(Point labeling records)
■ ■ ■ ■ ■ ■ ■
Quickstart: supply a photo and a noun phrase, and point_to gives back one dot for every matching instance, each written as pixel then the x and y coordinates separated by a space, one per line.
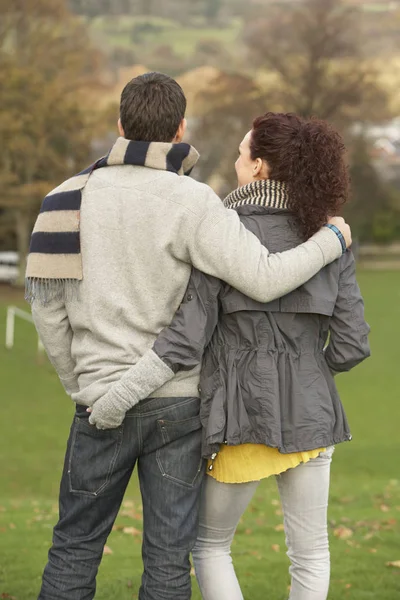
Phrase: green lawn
pixel 365 492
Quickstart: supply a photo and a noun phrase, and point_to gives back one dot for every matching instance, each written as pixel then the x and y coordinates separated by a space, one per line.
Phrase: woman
pixel 269 401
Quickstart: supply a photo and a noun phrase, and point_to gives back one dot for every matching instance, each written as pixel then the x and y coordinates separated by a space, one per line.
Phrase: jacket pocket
pixel 93 457
pixel 179 459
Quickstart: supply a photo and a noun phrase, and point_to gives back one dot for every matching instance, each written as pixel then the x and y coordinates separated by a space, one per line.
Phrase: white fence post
pixel 10 326
pixel 12 312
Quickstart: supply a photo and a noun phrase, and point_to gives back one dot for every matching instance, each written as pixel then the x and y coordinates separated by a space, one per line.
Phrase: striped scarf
pixel 263 192
pixel 54 267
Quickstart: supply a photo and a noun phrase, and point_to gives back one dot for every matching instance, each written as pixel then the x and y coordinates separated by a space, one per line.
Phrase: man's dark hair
pixel 152 108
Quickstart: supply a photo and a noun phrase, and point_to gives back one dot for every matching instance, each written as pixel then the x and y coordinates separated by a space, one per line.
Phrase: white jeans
pixel 304 493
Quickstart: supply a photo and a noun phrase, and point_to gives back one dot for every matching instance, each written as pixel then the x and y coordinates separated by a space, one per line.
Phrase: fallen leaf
pixel 131 531
pixel 394 563
pixel 342 532
pixel 346 499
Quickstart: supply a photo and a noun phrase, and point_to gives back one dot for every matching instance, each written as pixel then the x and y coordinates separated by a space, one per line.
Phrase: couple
pixel 132 328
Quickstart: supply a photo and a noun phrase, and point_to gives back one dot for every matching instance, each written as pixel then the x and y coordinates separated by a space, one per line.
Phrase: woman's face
pixel 248 170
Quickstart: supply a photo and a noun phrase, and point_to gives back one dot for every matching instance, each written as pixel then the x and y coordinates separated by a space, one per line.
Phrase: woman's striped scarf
pixel 263 192
pixel 54 267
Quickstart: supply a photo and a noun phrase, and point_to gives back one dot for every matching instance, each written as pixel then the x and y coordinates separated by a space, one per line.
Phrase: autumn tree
pixel 47 66
pixel 303 57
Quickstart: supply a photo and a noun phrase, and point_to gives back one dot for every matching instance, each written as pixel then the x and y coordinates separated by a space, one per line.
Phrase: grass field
pixel 365 492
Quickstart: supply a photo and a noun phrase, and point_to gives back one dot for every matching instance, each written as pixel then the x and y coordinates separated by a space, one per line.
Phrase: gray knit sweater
pixel 141 230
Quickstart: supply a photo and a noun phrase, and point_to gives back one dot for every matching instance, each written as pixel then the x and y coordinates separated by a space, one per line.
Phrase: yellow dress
pixel 252 462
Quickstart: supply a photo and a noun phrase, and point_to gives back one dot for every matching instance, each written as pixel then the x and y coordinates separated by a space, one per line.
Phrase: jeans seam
pixel 175 479
pixel 110 469
pixel 143 414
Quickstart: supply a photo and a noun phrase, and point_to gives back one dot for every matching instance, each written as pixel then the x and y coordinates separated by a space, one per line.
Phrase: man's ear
pixel 121 129
pixel 181 132
pixel 260 169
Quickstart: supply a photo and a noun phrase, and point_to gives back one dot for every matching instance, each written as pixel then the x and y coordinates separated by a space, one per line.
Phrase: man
pixel 110 260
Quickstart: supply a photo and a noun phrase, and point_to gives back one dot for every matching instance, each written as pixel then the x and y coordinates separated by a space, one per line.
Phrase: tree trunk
pixel 22 228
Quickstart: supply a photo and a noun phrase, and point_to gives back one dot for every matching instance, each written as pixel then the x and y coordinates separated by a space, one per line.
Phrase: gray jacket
pixel 267 374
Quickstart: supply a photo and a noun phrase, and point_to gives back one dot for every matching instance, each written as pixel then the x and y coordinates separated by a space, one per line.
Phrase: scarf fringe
pixel 46 290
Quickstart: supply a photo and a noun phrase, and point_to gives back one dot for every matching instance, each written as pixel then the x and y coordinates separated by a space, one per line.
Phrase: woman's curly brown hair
pixel 309 156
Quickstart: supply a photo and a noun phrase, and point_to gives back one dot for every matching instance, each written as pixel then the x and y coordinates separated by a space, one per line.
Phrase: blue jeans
pixel 161 435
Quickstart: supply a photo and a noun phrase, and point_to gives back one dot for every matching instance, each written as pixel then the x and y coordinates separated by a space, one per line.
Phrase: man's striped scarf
pixel 54 267
pixel 263 192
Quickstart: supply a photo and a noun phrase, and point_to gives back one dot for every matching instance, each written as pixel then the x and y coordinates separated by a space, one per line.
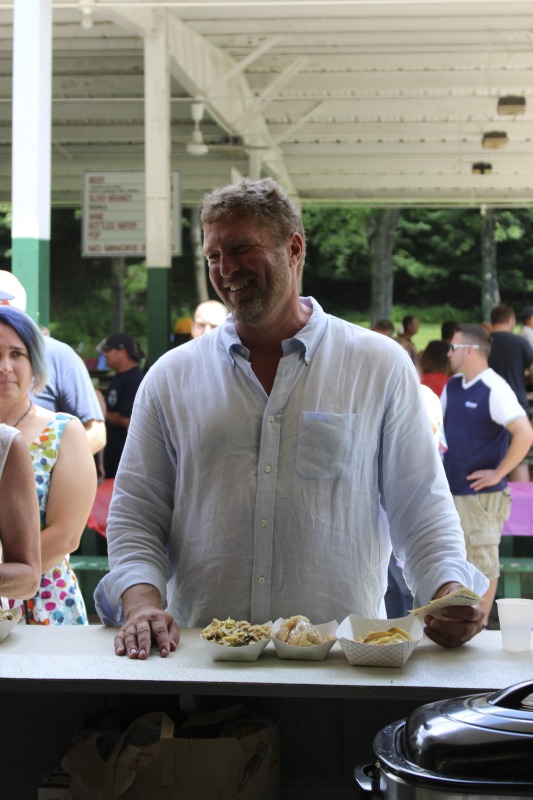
■ ■ ■ ■ ■ ■ ■
Pull out every line of the records above that contains the word "hair", treating uppercase and lowercase as different.

• _Solved exercise_:
Phrase: man's dark hair
Phrase: woman's curly brown hair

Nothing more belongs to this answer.